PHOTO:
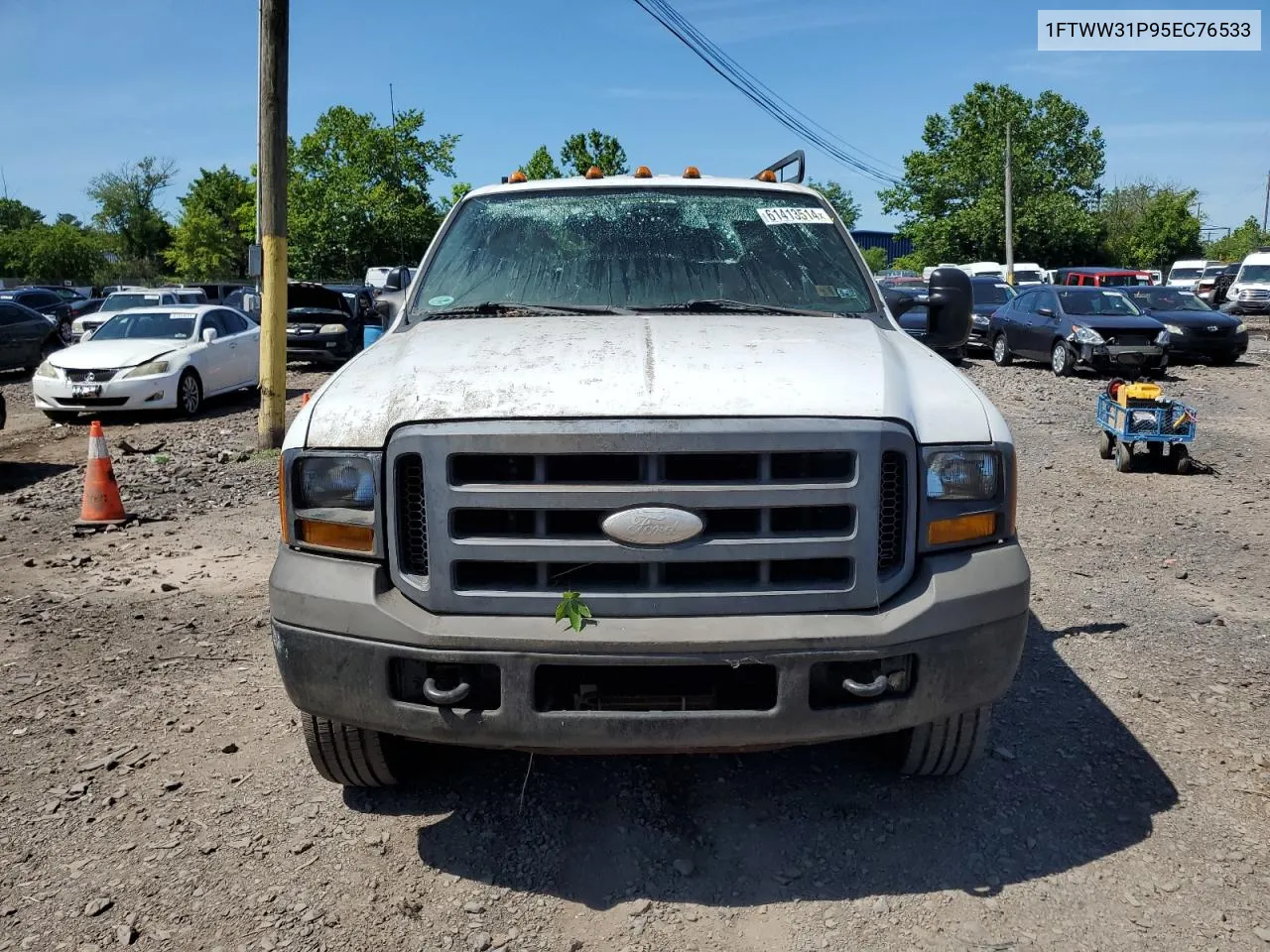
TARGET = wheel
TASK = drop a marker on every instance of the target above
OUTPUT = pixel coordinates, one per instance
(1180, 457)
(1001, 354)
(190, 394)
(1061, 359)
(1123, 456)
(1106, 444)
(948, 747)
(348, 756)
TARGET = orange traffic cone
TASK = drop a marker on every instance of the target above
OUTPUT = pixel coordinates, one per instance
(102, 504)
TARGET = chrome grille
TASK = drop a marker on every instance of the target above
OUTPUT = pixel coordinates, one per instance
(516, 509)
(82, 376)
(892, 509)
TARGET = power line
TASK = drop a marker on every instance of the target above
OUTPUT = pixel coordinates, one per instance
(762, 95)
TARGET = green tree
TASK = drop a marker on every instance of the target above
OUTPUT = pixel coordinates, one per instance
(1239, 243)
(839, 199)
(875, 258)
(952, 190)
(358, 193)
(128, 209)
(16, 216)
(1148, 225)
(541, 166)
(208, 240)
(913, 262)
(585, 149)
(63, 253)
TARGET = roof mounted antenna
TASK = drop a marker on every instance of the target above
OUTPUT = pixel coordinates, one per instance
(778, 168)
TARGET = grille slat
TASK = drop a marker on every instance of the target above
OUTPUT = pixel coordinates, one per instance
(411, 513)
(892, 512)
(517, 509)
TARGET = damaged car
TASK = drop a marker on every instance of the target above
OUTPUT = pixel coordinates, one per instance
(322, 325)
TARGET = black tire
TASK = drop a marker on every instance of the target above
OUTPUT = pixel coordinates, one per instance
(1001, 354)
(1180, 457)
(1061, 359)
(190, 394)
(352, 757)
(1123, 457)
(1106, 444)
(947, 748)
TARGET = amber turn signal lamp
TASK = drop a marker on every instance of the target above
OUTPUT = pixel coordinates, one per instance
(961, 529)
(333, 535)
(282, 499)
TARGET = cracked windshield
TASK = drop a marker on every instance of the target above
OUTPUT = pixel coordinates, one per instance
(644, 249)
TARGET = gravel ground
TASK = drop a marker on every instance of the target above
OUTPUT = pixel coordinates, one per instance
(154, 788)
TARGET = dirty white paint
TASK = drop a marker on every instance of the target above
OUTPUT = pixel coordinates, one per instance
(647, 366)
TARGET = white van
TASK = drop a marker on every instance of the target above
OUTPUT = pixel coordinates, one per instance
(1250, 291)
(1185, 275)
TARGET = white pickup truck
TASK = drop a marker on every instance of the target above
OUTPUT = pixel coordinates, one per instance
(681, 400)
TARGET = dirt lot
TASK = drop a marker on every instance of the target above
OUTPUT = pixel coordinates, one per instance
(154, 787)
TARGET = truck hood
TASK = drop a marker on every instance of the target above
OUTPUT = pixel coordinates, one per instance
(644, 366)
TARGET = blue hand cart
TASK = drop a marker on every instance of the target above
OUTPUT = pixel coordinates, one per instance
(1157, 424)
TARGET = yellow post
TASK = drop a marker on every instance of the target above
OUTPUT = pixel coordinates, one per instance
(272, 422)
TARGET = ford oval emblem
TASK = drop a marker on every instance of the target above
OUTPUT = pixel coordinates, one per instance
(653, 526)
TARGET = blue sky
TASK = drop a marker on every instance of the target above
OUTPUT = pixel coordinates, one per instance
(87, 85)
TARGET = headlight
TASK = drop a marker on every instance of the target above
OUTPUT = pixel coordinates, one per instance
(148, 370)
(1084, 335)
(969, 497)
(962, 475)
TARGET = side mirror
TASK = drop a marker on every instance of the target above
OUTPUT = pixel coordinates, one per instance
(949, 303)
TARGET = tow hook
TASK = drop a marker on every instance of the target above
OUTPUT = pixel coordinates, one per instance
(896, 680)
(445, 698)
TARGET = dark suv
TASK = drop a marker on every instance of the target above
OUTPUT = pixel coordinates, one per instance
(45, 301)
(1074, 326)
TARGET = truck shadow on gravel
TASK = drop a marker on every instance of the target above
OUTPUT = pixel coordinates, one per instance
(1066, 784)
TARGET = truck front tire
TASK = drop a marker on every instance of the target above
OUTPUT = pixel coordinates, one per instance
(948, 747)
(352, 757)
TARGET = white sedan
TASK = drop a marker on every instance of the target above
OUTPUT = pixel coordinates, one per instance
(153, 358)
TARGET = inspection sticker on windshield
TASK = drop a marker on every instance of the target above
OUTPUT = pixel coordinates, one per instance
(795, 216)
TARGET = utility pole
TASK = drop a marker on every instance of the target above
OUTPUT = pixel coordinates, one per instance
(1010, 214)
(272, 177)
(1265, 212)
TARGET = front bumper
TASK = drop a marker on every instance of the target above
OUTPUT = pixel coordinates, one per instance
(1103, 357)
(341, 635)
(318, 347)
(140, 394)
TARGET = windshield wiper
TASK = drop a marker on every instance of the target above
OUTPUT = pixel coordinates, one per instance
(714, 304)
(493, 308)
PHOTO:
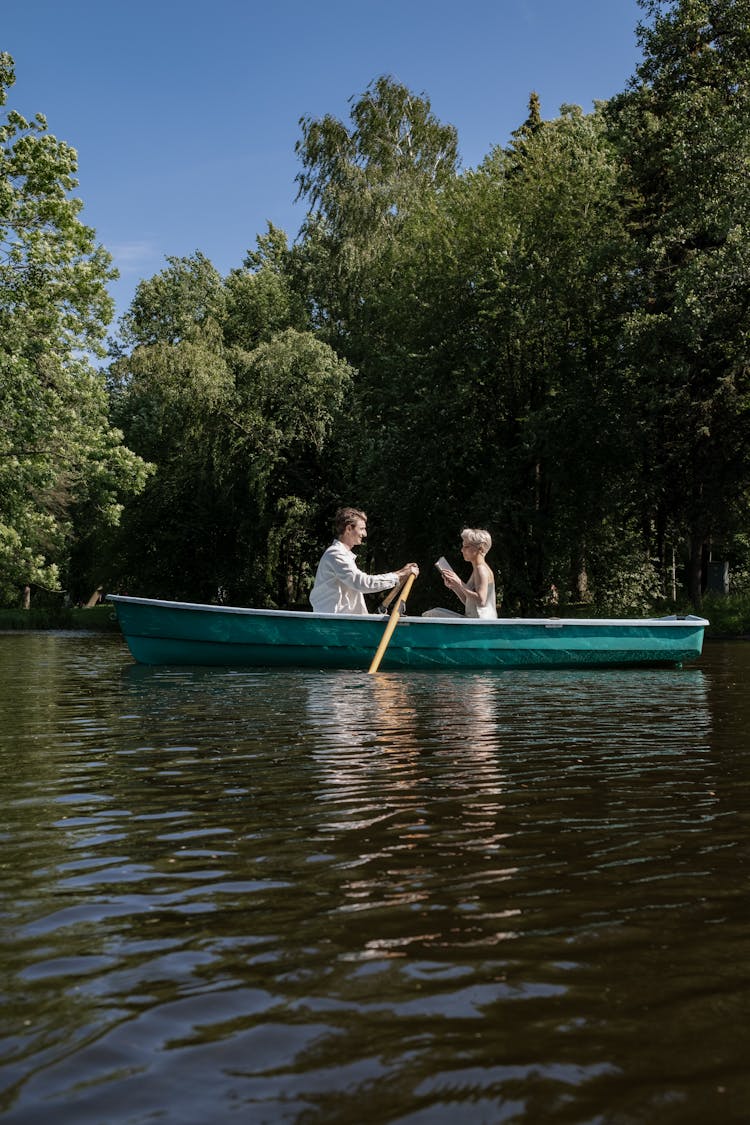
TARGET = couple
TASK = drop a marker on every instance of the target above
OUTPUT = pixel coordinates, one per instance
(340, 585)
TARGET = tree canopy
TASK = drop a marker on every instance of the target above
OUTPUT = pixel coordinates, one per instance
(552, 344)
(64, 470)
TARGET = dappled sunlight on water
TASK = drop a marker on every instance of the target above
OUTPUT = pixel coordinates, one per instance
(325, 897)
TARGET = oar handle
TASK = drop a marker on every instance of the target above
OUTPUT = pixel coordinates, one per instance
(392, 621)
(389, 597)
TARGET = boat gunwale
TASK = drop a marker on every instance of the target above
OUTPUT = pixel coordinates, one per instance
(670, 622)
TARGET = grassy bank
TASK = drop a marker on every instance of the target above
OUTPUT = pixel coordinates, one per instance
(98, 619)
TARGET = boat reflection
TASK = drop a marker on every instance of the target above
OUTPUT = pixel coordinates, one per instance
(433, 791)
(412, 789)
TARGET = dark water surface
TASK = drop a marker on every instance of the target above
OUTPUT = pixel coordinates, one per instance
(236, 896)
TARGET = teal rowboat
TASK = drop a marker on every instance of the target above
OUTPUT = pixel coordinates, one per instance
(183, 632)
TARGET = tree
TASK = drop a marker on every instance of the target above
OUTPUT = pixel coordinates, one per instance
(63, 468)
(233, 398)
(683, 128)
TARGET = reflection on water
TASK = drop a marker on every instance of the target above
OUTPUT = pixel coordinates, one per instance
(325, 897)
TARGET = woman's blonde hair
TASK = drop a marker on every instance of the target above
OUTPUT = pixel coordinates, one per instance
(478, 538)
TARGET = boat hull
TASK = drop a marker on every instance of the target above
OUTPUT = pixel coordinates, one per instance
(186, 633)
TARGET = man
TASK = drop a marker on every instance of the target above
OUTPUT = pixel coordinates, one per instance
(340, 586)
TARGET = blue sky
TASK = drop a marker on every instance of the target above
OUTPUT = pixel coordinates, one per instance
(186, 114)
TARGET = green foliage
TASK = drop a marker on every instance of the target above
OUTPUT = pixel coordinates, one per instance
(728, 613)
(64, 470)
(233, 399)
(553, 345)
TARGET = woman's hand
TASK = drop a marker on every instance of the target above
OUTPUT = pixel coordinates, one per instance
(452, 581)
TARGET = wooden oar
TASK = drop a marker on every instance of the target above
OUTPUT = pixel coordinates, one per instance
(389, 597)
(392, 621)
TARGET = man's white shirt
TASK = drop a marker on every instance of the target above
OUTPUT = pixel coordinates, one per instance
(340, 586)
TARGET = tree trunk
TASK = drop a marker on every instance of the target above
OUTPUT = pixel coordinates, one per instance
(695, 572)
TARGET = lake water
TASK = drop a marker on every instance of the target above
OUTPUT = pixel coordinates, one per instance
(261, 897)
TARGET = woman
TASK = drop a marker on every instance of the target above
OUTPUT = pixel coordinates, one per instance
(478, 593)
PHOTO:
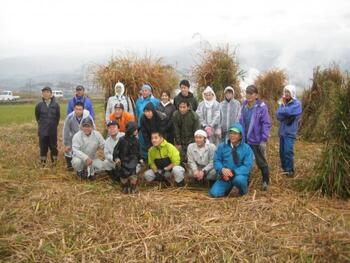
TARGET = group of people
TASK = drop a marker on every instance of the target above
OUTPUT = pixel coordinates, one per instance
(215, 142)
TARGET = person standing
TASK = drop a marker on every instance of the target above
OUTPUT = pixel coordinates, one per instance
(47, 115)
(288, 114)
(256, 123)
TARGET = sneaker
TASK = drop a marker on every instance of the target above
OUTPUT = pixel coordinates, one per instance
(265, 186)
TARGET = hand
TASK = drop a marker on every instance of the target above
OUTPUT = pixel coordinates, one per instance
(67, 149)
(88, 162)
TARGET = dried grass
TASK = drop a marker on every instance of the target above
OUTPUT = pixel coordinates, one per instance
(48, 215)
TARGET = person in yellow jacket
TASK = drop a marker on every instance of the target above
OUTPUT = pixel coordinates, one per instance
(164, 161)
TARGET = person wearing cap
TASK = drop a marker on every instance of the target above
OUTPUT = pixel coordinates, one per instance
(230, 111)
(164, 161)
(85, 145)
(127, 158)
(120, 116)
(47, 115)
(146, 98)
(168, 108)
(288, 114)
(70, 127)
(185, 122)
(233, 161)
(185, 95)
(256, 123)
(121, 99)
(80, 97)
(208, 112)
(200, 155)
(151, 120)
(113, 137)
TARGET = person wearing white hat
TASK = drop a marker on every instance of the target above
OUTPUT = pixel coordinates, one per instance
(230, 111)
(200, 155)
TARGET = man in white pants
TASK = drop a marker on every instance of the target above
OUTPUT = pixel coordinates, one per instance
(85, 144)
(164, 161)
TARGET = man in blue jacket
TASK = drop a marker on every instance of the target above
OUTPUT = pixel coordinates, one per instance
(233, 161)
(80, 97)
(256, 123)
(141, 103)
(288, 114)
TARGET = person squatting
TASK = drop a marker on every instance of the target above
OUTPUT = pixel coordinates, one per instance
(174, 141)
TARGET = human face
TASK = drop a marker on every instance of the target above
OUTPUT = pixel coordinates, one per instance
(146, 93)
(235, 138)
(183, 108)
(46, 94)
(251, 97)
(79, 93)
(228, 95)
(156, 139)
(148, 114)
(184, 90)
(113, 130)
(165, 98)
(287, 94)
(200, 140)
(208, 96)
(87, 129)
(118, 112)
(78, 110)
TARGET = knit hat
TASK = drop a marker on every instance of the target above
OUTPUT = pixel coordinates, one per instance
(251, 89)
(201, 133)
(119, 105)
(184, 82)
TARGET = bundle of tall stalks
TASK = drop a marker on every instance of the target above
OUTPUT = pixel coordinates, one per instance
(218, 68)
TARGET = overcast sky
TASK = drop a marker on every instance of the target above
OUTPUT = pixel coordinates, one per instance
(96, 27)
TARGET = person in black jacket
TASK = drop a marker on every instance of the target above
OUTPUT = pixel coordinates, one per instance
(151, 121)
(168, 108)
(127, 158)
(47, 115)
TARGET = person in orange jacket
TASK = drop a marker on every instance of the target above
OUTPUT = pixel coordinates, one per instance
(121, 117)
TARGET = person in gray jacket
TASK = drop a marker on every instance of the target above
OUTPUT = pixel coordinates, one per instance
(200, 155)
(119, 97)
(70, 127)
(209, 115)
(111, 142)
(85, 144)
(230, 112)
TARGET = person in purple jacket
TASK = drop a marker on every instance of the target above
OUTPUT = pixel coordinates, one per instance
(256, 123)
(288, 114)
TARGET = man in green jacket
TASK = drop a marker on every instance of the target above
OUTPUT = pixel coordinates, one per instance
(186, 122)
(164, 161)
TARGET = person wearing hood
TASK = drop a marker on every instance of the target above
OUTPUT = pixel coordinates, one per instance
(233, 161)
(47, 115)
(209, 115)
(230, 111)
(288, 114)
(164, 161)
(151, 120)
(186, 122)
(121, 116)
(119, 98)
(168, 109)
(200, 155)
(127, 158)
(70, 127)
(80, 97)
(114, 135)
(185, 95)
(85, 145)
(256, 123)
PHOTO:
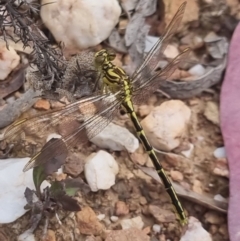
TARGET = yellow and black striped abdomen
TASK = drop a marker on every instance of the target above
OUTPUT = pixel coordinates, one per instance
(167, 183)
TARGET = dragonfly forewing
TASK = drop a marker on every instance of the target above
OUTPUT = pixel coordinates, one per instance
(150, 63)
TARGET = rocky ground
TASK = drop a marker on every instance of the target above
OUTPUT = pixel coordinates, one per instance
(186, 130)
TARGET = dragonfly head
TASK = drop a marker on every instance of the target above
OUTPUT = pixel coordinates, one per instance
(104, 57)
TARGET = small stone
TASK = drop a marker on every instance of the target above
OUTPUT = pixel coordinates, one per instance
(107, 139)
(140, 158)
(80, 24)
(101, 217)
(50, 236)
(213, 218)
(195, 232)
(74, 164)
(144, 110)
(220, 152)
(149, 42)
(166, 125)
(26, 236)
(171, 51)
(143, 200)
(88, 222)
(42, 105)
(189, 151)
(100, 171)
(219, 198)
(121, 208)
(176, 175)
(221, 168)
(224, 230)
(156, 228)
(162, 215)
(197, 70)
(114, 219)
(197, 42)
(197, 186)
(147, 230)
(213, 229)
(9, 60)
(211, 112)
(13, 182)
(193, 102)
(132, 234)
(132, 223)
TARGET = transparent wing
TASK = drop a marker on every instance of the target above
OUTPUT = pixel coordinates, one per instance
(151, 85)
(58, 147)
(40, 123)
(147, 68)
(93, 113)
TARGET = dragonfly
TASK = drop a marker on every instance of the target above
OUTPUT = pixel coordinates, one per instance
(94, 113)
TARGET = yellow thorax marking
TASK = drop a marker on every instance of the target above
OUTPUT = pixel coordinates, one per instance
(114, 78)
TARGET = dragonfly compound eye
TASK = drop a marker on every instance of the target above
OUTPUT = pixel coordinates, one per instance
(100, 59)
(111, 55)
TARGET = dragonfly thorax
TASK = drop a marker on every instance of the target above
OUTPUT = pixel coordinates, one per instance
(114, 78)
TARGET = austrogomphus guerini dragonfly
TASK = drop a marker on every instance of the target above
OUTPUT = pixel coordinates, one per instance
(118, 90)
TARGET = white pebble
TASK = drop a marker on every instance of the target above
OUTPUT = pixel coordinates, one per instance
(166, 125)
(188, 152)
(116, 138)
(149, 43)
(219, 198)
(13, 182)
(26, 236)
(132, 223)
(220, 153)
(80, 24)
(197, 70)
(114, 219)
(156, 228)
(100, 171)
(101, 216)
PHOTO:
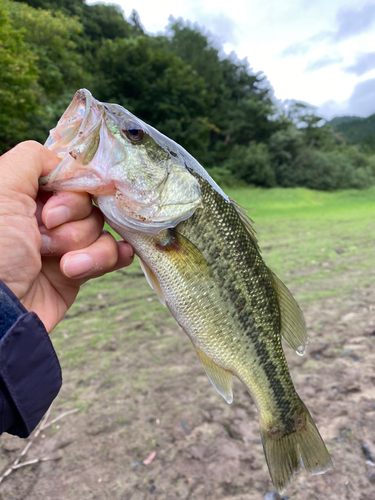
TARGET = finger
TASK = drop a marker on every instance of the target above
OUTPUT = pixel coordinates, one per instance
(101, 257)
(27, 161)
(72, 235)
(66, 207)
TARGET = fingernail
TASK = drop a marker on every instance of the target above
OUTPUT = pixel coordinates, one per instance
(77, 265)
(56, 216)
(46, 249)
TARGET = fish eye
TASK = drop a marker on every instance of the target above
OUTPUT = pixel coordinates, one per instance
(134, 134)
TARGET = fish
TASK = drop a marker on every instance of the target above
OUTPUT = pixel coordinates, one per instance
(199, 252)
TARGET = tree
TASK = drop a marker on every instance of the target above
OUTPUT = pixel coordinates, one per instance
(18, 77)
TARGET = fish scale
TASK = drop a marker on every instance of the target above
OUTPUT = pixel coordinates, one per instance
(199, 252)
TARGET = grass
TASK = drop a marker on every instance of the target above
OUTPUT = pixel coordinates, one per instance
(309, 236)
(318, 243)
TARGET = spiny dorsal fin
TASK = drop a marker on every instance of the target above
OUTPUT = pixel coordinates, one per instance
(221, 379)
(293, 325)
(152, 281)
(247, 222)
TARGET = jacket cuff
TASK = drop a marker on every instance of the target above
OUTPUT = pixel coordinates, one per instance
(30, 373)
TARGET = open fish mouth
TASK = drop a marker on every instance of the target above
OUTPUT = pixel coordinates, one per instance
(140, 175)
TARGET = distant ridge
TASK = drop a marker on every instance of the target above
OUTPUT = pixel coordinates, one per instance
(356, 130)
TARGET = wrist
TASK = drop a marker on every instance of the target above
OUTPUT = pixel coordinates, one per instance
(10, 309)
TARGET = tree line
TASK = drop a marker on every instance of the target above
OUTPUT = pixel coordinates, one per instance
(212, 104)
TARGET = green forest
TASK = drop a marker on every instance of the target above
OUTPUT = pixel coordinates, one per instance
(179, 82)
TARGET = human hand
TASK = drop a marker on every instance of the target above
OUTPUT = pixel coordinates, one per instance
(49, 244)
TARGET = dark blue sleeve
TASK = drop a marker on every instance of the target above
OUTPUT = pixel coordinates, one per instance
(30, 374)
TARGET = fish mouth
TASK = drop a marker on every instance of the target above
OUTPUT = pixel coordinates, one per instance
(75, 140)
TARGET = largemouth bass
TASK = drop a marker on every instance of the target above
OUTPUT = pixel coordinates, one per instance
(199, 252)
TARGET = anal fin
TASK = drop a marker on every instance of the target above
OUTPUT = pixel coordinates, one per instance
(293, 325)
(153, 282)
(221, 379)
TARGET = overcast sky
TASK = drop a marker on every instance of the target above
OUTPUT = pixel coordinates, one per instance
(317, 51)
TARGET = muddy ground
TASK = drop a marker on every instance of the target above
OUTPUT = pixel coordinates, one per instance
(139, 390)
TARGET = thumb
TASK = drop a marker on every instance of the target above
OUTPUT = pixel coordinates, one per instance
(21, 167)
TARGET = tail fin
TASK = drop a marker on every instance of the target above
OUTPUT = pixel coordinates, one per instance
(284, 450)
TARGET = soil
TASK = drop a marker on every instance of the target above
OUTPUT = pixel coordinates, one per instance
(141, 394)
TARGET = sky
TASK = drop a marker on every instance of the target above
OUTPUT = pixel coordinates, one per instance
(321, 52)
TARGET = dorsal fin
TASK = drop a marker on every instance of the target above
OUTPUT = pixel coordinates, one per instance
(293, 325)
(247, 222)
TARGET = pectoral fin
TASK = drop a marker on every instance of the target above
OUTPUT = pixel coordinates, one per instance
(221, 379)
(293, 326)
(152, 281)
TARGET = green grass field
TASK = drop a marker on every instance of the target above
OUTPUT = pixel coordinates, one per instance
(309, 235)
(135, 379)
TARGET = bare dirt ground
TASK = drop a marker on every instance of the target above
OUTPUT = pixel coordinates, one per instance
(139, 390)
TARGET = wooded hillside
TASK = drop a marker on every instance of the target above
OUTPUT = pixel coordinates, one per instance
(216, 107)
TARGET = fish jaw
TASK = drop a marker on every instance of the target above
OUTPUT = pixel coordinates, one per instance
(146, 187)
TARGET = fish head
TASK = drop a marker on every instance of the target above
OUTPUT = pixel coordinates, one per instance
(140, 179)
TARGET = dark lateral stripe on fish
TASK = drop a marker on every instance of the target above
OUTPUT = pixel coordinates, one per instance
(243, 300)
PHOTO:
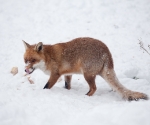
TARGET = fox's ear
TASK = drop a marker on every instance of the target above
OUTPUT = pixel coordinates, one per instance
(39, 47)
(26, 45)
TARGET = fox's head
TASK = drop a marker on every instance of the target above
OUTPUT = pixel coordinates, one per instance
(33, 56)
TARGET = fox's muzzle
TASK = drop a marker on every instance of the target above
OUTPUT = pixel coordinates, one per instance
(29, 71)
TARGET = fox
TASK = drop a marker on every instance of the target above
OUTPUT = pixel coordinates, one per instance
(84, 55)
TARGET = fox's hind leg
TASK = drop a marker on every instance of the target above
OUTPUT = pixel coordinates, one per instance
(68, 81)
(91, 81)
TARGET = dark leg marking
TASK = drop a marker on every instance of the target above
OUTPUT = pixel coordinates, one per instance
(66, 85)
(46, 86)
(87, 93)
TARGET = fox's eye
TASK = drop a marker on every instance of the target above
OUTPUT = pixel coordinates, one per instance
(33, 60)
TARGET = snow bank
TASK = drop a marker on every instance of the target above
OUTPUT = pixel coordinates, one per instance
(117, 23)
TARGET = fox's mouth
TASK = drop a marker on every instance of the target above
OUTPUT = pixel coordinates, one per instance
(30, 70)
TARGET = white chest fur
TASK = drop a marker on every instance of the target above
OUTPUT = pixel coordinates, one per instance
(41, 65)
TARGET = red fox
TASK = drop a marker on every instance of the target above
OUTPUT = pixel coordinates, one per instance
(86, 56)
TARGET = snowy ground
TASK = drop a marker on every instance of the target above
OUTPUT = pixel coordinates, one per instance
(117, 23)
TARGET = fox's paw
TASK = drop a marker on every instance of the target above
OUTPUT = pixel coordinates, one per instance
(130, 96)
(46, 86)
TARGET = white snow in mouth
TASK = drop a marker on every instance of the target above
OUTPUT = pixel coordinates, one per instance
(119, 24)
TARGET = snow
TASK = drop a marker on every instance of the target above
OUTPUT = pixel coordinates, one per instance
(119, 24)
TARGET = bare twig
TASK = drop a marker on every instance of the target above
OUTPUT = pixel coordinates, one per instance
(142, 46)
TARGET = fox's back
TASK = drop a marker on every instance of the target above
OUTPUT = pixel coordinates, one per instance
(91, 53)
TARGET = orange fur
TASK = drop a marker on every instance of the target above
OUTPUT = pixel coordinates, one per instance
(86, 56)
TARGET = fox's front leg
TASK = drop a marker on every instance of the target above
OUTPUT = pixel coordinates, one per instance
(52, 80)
################
**Exercise requirements**.
Extract, verbatim, the lines from the one containing "TARGET = white snow in mouth" through the last line of the listing above.

**The answer**.
TARGET = white snow in mouth
TASK = drop a marker on every instance of the target above
OUTPUT = pixel coordinates, one per instance
(119, 24)
TARGET = snow
TASK = drop a marker on every instance of the target above
OUTPUT = pixel coordinates, one per instance
(119, 24)
TARGET = bare twig
TASK = drop a marker on every instance of the target above
OUTPUT = pixel coordinates, one per instance
(142, 46)
TARGET = fox's back
TASK = drop a marker on every instance of the target above
OUTPUT = pixel coordinates, one per instance
(91, 53)
TARGET = orange fur
TASK = drop a marker on every instance of the target above
OUTPUT = pixel coordinates, one per instance
(86, 56)
TARGET = fox's front leg
TASK = drop a marker on every instance of the target above
OUTPUT = pixel coordinates, one per instance
(52, 80)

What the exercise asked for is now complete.